— begin Passage to read —

Real Estate Predictions 2012 - New Realities, New Perspectives

INTRODUCTION

By Claire Faulkner and Anthony Duggan

Making constructive predictions in the current market is not easy. The huge uncertainty and overbearing gloominess makes it all too easy to predict the end of the world as we know it. However, the one thing that the past tells us is that however stormy the current conditions, things will improve and more often than not, create significant opportunities.

We cannot, however, ignore the current climate. Commercial property values are likely to fall during 2012 as secondary property is hit again by risk aversion and tenant default. Retail in particular is due to suffer with the March quarter date a likely trigger point for a raft of retail failures. Both lenders and borrowers will see little respite in 2012 with the year likely to see more banks withdrawing from the UK market and others reducing their balance sheets more aggressively than seen so far this cycle.

Away from the short term market dynamics there are other threats to owners and managers of property. The increasing legislation heading towards property fund managers is likely to add costs at a time when fees are already under pressure. The green agenda is becoming more visible with significant implications for those not fully considering the forthcoming energy performance standards. The acceleration of building obsolescence will be a key issue.

However, in some cases we feel the pessimism is overdone and opportunities do exist. The fall in prices will throw up value for those with cash and the nerve to buy. London offices in particular have seen a huge negative shift in the outlook over the last few months with take up expectations and rental growth forecasts heavily downgraded. We believe that this bearishness will create opportunities for purchasers and for developers.

We hope that you find our predictions for the year ahead informative and useful. Please contact us with any questions, comments or predictions of your own to share!

ECONOMIC CONDITIONS IN THE YEAR AHEAD

By Ian Stewart

Anaemic economic growth is the expectation for 2012 but this will provide opportunities for those with cash, nerve and a long term perspective. High quality safe haven assets will continue to be in high demand, especially those which can provide a positive yield.

— end Passage to read —
— begin Data rows —

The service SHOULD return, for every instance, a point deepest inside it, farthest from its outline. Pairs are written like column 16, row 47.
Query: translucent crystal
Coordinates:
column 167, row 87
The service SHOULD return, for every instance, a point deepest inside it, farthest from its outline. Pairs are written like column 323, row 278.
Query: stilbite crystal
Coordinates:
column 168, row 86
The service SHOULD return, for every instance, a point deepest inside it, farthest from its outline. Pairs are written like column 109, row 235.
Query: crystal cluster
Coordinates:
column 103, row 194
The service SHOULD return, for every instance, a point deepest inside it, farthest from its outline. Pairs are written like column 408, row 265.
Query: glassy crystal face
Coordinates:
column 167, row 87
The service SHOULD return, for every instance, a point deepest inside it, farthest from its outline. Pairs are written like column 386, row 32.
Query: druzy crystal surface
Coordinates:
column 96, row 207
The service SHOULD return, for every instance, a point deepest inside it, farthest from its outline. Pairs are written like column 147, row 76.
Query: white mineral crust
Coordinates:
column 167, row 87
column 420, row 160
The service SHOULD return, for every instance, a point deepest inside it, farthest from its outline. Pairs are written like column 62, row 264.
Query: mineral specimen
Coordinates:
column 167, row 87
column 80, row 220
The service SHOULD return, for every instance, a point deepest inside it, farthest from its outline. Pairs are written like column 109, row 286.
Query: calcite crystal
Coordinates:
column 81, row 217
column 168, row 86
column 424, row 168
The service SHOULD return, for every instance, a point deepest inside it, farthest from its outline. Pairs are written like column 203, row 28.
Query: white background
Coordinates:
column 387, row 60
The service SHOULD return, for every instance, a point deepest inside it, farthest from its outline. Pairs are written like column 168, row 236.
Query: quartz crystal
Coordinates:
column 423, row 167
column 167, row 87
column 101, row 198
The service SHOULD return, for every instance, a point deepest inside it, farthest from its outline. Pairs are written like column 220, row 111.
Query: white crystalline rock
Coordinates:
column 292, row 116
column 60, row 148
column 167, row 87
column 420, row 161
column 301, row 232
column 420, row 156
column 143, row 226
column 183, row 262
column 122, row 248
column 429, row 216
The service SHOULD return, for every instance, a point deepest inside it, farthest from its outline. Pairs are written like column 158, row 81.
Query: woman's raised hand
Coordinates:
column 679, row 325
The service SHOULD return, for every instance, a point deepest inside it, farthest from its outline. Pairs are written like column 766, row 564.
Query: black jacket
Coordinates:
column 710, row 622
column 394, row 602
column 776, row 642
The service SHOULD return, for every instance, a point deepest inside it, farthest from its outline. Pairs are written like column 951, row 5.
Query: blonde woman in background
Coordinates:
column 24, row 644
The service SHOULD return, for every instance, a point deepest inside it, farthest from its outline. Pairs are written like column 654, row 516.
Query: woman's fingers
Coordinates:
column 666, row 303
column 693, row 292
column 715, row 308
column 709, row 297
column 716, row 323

— end Data rows —

What is asked ▸
• a. Turn the paragraph in the real estate predictions that begins "Away from the short term market dynamics" into a short list, keeping its main facts.
• b. Revise the real estate predictions from "We hope that" through "own to share!", putting "insightful" in place of "informative".

Task-by-task results ▸
• a.
- Beyond short-term market changes, property owners and managers face other threats.
- More legislation aimed at property fund managers is likely to add costs while fees are already under pressure.
- The green agenda is more visible, with big implications for anyone not fully considering the coming energy performance standards.
- Faster building obsolescence will be a key issue.

• b.
We hope that you find our predictions for the year ahead insightful and useful. Please contact us with any questions, comments or predictions of your own to share!